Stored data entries
= = = = =

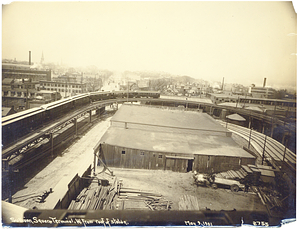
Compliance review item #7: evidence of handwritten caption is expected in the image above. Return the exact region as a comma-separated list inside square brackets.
[10, 217, 129, 227]
[184, 220, 213, 227]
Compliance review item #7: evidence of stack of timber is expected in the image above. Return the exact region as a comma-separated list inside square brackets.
[253, 186, 283, 210]
[115, 188, 172, 211]
[178, 195, 200, 210]
[216, 165, 260, 184]
[68, 177, 120, 210]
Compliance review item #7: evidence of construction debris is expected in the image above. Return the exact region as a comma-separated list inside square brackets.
[178, 195, 200, 211]
[36, 188, 53, 203]
[68, 177, 172, 211]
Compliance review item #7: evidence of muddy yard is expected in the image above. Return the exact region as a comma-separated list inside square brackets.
[104, 165, 265, 211]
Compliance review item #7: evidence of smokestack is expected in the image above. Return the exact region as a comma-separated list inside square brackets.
[222, 77, 224, 91]
[29, 51, 31, 65]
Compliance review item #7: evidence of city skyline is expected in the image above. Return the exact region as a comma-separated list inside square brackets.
[2, 2, 297, 90]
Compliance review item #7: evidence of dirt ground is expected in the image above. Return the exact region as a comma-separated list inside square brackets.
[101, 167, 265, 210]
[9, 107, 265, 213]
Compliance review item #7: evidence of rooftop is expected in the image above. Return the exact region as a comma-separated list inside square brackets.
[101, 105, 253, 158]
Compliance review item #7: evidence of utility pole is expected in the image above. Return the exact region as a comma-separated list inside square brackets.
[261, 135, 267, 165]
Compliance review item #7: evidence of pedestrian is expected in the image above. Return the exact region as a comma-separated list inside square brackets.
[244, 184, 249, 192]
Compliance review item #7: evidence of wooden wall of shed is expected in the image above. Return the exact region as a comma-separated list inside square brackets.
[193, 155, 255, 173]
[101, 144, 191, 172]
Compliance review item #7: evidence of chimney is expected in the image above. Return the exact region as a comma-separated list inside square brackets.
[29, 51, 31, 65]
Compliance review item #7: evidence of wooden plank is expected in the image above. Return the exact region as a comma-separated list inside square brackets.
[235, 171, 244, 179]
[242, 165, 253, 173]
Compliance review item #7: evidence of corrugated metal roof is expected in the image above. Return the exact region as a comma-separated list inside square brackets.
[101, 126, 254, 158]
[111, 105, 228, 133]
[101, 105, 254, 158]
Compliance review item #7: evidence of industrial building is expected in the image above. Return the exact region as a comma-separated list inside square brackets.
[95, 105, 255, 173]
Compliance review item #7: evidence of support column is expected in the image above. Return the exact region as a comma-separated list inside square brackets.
[94, 148, 101, 176]
[248, 128, 252, 149]
[270, 118, 274, 138]
[50, 133, 54, 158]
[261, 135, 267, 165]
[89, 110, 92, 123]
[74, 118, 78, 136]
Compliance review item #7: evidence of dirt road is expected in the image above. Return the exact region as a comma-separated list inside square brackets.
[107, 168, 265, 210]
[13, 118, 110, 209]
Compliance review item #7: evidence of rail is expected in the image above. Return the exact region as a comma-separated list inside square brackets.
[218, 120, 296, 171]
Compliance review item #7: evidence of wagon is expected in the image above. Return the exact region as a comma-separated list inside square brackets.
[194, 173, 245, 192]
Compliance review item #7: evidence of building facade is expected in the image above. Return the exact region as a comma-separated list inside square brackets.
[40, 81, 87, 98]
[2, 63, 51, 82]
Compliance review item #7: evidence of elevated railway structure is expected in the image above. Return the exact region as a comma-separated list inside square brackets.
[218, 120, 296, 177]
[2, 91, 296, 180]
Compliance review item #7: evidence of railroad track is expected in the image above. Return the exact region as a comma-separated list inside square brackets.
[217, 120, 296, 171]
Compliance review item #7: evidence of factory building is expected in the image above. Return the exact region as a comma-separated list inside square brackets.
[95, 105, 255, 173]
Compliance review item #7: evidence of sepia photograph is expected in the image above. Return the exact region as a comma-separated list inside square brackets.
[1, 0, 297, 227]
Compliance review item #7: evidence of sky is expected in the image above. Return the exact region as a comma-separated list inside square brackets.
[2, 1, 297, 87]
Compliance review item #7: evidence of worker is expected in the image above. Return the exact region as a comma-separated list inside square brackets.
[244, 183, 249, 192]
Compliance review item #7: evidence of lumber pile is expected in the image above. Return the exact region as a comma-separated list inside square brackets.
[216, 165, 260, 185]
[178, 195, 200, 210]
[253, 187, 282, 209]
[68, 178, 120, 210]
[117, 187, 172, 211]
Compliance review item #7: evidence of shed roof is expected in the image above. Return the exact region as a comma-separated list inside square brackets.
[111, 105, 228, 133]
[101, 126, 254, 158]
[100, 105, 254, 158]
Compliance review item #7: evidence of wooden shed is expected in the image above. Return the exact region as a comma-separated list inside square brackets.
[95, 105, 255, 172]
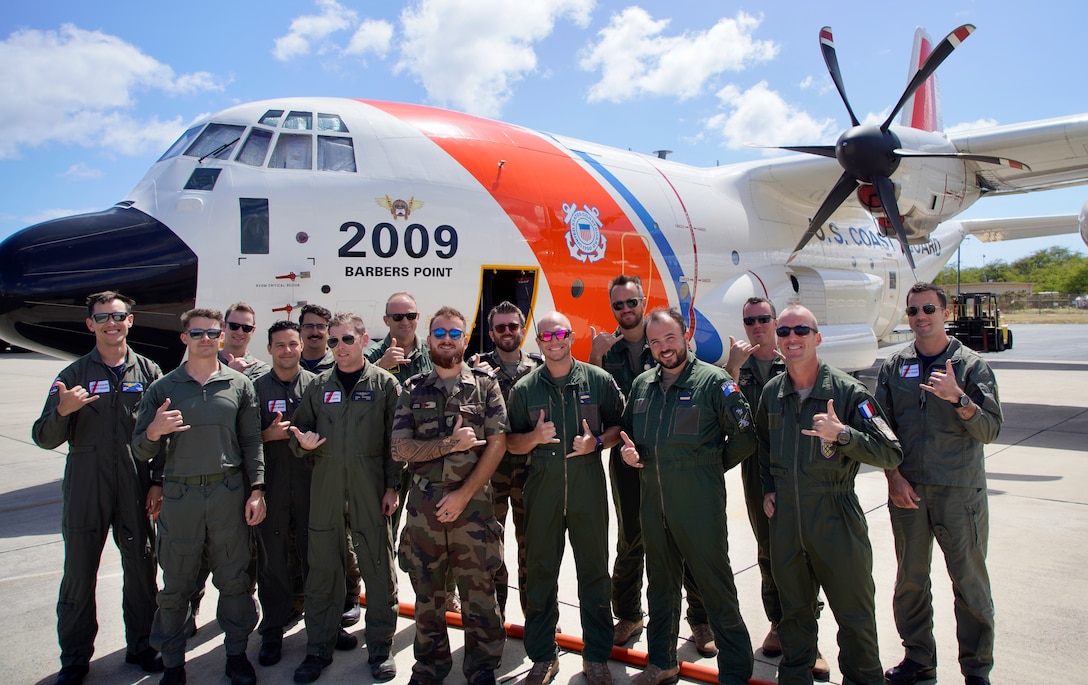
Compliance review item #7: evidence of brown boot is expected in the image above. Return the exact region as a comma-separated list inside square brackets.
[761, 623, 782, 657]
[691, 623, 718, 657]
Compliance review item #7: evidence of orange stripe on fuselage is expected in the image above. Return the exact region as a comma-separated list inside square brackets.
[363, 100, 668, 360]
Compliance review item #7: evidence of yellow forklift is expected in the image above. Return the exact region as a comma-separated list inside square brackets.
[944, 292, 1013, 352]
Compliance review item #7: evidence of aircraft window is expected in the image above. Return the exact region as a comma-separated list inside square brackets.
[185, 124, 246, 159]
[257, 110, 283, 127]
[283, 112, 313, 130]
[235, 128, 272, 166]
[318, 113, 350, 133]
[238, 198, 269, 254]
[159, 124, 203, 162]
[318, 136, 355, 172]
[269, 134, 313, 169]
[185, 166, 223, 190]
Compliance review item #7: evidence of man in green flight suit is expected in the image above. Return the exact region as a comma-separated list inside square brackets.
[507, 312, 623, 685]
[32, 290, 162, 685]
[290, 312, 400, 683]
[133, 309, 265, 685]
[393, 307, 506, 685]
[621, 308, 756, 685]
[877, 283, 1002, 685]
[756, 306, 903, 685]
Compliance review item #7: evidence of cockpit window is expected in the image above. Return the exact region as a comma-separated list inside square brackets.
[269, 134, 313, 169]
[159, 124, 203, 162]
[185, 124, 246, 159]
[318, 136, 355, 172]
[258, 110, 283, 127]
[283, 112, 313, 130]
[235, 128, 272, 166]
[318, 113, 350, 133]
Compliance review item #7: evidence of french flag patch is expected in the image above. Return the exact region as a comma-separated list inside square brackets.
[857, 400, 877, 419]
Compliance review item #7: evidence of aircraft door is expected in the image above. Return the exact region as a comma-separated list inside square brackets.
[465, 266, 537, 358]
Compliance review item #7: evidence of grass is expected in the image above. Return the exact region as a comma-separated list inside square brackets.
[1001, 308, 1088, 324]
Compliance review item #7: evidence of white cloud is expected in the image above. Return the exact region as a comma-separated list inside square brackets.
[272, 0, 359, 62]
[0, 24, 223, 159]
[396, 0, 594, 116]
[580, 7, 778, 102]
[705, 82, 839, 149]
[344, 20, 393, 58]
[61, 162, 103, 179]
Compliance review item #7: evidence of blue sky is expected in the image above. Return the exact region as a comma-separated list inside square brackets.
[0, 0, 1088, 266]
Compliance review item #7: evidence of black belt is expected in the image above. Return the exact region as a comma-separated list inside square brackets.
[162, 466, 242, 485]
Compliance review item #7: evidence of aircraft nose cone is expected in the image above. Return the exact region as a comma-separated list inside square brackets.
[0, 206, 197, 369]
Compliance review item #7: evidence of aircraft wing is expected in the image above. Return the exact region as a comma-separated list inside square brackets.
[959, 214, 1078, 242]
[949, 114, 1088, 195]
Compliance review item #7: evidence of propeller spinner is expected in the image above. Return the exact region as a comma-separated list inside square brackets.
[781, 24, 1027, 269]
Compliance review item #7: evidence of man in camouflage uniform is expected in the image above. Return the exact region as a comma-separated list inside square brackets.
[32, 290, 162, 685]
[474, 302, 544, 620]
[393, 307, 506, 685]
[290, 312, 400, 683]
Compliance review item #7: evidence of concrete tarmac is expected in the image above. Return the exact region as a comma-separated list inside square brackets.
[0, 325, 1088, 685]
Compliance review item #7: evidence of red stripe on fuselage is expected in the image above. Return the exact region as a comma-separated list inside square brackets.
[362, 100, 668, 359]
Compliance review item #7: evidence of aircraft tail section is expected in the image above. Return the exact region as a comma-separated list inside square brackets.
[900, 26, 942, 132]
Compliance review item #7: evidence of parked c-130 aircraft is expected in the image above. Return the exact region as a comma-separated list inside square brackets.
[0, 25, 1088, 370]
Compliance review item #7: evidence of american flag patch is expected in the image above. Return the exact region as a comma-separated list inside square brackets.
[87, 381, 110, 395]
[857, 400, 877, 419]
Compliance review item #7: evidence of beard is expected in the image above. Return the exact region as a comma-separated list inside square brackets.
[431, 349, 465, 369]
[495, 335, 521, 352]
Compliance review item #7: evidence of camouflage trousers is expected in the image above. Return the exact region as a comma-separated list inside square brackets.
[398, 481, 506, 683]
[491, 453, 529, 620]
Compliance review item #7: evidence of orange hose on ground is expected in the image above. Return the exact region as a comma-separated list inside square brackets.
[359, 595, 775, 685]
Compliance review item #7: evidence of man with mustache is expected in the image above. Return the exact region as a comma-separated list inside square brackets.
[393, 307, 506, 685]
[289, 312, 400, 683]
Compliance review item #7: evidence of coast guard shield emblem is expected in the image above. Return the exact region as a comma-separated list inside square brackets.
[562, 202, 608, 263]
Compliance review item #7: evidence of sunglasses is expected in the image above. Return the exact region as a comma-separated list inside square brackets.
[329, 333, 356, 349]
[536, 330, 574, 343]
[775, 325, 817, 338]
[609, 297, 643, 313]
[905, 304, 937, 316]
[90, 312, 128, 323]
[744, 314, 774, 326]
[431, 328, 465, 340]
[185, 328, 223, 340]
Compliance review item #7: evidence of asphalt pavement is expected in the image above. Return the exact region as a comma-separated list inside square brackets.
[0, 325, 1088, 685]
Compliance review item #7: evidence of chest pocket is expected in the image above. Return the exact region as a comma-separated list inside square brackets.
[672, 404, 700, 436]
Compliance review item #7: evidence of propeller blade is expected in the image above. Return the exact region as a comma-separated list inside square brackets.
[769, 145, 834, 159]
[883, 24, 975, 130]
[786, 172, 858, 264]
[895, 150, 1031, 171]
[819, 26, 858, 128]
[873, 176, 914, 271]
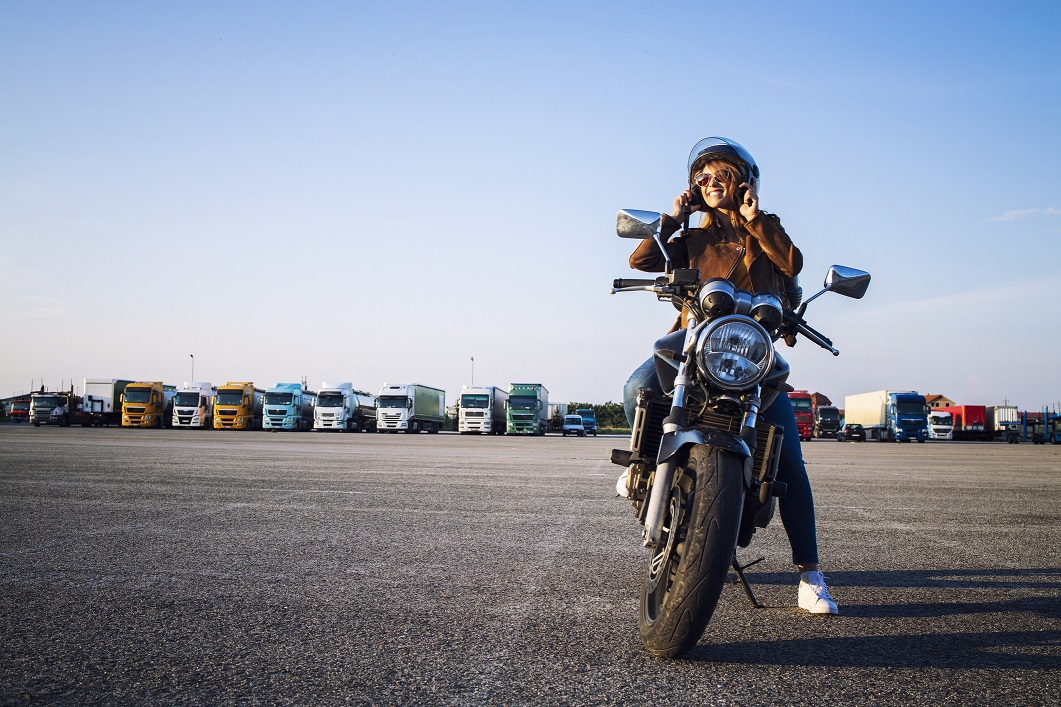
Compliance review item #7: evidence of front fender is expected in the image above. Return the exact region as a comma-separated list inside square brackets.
[658, 428, 751, 488]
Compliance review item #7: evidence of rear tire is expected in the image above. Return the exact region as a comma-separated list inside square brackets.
[640, 445, 745, 658]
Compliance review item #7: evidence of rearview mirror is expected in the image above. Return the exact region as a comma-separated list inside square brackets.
[825, 265, 870, 299]
[615, 209, 662, 240]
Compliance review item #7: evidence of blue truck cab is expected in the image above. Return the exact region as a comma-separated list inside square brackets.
[575, 408, 596, 437]
[262, 383, 317, 432]
[885, 392, 928, 442]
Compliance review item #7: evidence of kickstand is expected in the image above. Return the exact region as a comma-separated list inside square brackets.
[732, 555, 766, 608]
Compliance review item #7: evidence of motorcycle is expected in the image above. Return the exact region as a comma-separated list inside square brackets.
[611, 209, 870, 658]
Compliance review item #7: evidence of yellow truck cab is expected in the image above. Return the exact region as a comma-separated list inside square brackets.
[122, 380, 177, 428]
[213, 381, 262, 430]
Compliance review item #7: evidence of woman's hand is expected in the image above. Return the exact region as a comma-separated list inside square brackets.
[671, 189, 703, 221]
[742, 182, 759, 221]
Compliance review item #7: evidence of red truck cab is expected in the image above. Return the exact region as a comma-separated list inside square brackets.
[788, 391, 814, 442]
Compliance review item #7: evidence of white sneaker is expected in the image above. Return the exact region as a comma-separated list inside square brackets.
[615, 467, 630, 500]
[799, 572, 840, 614]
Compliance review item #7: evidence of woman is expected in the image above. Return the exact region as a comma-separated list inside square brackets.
[616, 137, 837, 614]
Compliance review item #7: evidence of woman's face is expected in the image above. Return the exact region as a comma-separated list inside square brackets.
[696, 162, 737, 209]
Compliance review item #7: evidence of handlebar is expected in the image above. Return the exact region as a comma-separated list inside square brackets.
[785, 312, 840, 356]
[611, 277, 656, 290]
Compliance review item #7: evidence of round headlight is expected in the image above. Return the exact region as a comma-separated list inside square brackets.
[696, 314, 773, 391]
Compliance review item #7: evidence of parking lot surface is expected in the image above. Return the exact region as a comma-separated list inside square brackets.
[0, 426, 1061, 705]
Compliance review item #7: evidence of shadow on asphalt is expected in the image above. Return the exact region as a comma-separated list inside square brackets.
[685, 568, 1061, 670]
[684, 628, 1061, 670]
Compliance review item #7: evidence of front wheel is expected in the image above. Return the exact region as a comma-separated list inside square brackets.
[640, 445, 745, 658]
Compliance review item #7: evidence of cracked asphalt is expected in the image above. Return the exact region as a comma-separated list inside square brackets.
[0, 425, 1061, 705]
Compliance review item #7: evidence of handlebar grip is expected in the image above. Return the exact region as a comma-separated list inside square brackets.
[611, 277, 656, 290]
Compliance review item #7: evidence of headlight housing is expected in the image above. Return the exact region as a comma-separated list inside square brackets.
[696, 314, 773, 391]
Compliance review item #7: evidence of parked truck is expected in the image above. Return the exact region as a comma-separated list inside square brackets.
[213, 381, 264, 430]
[933, 406, 989, 439]
[843, 391, 928, 442]
[313, 382, 377, 432]
[173, 381, 218, 430]
[376, 383, 446, 434]
[457, 385, 508, 434]
[262, 383, 317, 432]
[788, 391, 814, 442]
[814, 406, 840, 439]
[549, 402, 569, 432]
[121, 380, 177, 428]
[7, 395, 30, 424]
[505, 383, 549, 435]
[30, 385, 92, 427]
[82, 378, 133, 427]
[928, 408, 954, 439]
[575, 408, 596, 437]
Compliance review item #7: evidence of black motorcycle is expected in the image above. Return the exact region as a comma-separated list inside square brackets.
[611, 209, 870, 658]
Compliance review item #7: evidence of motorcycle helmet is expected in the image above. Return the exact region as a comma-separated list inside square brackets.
[689, 137, 760, 192]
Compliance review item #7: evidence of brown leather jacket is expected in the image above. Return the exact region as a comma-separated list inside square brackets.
[630, 210, 803, 331]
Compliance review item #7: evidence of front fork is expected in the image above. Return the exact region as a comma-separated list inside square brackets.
[642, 316, 760, 548]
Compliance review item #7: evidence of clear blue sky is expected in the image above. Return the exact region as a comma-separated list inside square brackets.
[0, 1, 1061, 409]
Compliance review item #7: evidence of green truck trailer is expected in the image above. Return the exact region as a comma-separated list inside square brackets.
[505, 383, 549, 435]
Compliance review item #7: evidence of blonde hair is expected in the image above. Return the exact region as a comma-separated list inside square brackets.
[689, 159, 748, 229]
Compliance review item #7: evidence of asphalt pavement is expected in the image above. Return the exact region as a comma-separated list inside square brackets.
[0, 425, 1061, 705]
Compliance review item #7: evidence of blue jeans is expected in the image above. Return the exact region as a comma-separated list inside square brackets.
[623, 358, 818, 565]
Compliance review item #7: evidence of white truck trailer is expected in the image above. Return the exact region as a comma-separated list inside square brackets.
[313, 382, 376, 432]
[173, 381, 218, 430]
[457, 385, 508, 434]
[82, 378, 133, 427]
[376, 383, 446, 433]
[928, 409, 954, 439]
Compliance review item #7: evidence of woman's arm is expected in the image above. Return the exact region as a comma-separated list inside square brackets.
[746, 211, 803, 277]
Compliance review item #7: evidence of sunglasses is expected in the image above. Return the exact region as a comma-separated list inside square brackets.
[693, 169, 733, 187]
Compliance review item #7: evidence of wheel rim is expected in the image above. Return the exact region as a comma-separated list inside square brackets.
[645, 486, 684, 623]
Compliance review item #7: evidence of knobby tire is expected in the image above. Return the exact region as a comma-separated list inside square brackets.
[640, 445, 745, 658]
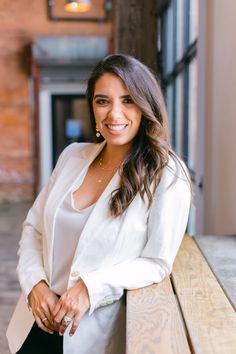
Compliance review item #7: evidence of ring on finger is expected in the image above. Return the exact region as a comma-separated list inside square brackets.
[62, 316, 72, 326]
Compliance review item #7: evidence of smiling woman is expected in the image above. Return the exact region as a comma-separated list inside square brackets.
[93, 73, 142, 147]
[7, 54, 191, 354]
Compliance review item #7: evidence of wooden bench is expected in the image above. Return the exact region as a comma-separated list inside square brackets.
[126, 235, 236, 354]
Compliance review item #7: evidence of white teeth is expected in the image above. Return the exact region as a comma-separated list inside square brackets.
[107, 124, 126, 131]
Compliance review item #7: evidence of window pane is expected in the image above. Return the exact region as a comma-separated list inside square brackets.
[189, 0, 199, 44]
[175, 74, 184, 158]
[175, 0, 185, 61]
[188, 58, 198, 170]
[166, 85, 174, 144]
[162, 2, 174, 74]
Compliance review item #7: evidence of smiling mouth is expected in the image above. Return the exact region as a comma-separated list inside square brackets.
[106, 124, 127, 132]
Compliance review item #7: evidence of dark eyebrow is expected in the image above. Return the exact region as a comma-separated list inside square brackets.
[93, 93, 131, 99]
[93, 93, 108, 99]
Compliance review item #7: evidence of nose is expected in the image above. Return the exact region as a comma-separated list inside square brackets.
[108, 102, 124, 120]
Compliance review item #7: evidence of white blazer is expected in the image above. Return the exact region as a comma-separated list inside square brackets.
[7, 142, 191, 353]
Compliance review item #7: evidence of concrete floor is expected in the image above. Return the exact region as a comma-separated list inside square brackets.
[0, 203, 236, 354]
[0, 203, 30, 354]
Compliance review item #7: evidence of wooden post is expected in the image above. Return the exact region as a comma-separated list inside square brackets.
[113, 0, 157, 71]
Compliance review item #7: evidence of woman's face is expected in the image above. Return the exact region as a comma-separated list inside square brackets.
[93, 73, 142, 145]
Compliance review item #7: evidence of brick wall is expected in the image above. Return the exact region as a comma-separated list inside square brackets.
[0, 0, 111, 202]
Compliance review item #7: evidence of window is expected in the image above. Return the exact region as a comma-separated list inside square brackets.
[158, 0, 198, 233]
[158, 0, 198, 170]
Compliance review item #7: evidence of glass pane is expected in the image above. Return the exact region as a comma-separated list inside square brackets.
[166, 85, 174, 145]
[189, 0, 199, 44]
[175, 74, 184, 158]
[163, 2, 174, 74]
[188, 58, 198, 170]
[52, 95, 92, 164]
[175, 0, 185, 61]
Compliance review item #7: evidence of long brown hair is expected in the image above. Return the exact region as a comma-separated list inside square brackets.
[87, 54, 173, 217]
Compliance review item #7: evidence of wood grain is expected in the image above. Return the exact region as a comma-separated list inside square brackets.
[126, 278, 190, 354]
[172, 236, 236, 354]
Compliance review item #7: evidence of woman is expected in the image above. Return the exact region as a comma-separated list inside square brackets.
[7, 55, 191, 354]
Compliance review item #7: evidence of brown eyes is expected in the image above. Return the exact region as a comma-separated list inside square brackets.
[95, 97, 134, 106]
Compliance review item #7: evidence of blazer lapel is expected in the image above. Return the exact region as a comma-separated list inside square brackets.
[44, 141, 106, 274]
[71, 171, 120, 259]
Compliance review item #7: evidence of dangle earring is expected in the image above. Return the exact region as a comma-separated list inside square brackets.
[96, 126, 101, 138]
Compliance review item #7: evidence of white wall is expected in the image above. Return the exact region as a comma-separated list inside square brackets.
[199, 0, 236, 234]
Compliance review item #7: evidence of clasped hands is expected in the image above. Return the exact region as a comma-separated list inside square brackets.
[29, 279, 90, 336]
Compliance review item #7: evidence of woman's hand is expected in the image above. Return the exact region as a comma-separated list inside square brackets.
[29, 280, 59, 334]
[53, 279, 90, 336]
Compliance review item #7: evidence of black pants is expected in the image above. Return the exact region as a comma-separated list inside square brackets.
[17, 322, 63, 354]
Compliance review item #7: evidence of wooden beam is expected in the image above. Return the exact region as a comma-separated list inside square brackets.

= = = = =

DIRECTIONS: Rewrite the items from their start through the line containing "[184, 220, 213, 227]", keeping the requests and leaving out the pictures. Scale every bounding box coordinate in the answers by 1.25, rounding to whole numbers with halves going up.

SOLUTION FOR THIS PROBLEM:
Compliance review item #7: evidence of handwritten caption is expected in the image above. Return the exact region as a comma-separated list inside square brackets.
[13, 271, 161, 284]
[230, 275, 266, 284]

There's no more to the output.